▶ Entries for labeling bounding boxes:
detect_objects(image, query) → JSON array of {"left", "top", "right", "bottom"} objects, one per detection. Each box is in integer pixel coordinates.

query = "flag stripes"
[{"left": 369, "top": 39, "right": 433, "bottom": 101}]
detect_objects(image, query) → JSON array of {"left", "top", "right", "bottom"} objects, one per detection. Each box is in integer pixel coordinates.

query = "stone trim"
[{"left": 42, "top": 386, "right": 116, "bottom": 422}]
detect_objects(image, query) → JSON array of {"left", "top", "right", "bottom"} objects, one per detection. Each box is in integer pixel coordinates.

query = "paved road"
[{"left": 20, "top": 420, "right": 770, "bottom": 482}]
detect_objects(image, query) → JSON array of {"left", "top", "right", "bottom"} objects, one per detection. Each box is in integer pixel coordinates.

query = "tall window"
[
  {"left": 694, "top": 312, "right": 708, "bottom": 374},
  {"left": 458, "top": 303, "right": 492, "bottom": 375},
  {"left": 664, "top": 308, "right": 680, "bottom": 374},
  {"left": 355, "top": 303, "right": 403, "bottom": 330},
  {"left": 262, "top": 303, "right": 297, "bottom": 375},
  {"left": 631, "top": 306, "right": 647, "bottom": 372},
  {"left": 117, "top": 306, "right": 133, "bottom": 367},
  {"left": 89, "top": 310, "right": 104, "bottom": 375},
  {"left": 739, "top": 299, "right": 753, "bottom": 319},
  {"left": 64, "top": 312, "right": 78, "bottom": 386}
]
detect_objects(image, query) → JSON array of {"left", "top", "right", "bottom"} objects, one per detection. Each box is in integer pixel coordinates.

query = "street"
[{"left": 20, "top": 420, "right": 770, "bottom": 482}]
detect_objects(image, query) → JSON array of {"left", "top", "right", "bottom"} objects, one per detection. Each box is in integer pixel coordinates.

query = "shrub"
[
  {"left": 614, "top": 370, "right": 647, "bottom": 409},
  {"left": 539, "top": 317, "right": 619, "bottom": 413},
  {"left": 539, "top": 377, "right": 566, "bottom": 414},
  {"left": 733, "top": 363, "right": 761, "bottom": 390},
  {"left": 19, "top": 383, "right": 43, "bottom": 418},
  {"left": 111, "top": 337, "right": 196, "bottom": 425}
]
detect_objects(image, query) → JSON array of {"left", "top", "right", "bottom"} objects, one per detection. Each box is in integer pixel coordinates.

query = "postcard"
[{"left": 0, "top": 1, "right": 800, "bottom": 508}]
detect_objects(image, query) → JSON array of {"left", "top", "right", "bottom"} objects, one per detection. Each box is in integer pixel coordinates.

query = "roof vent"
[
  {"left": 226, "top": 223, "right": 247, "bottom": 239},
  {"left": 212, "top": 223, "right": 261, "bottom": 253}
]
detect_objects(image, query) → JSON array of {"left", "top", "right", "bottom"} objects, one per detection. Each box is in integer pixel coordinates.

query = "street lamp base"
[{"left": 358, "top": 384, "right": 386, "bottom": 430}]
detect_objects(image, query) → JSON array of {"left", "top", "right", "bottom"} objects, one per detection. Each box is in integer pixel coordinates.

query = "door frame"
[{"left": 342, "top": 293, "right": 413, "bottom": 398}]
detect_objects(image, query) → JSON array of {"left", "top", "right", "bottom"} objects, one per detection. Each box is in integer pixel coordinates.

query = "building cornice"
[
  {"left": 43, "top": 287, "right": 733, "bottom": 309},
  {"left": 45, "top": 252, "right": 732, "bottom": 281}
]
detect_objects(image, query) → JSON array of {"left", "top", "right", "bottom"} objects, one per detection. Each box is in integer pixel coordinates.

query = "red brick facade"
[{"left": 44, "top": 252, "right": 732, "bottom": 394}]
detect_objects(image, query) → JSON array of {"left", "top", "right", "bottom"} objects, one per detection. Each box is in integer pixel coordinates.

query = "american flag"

▶ REQUIRED TASK: How many lines above contain the string "street"? Case counts. Give only the number.

▶ ANSWER: 2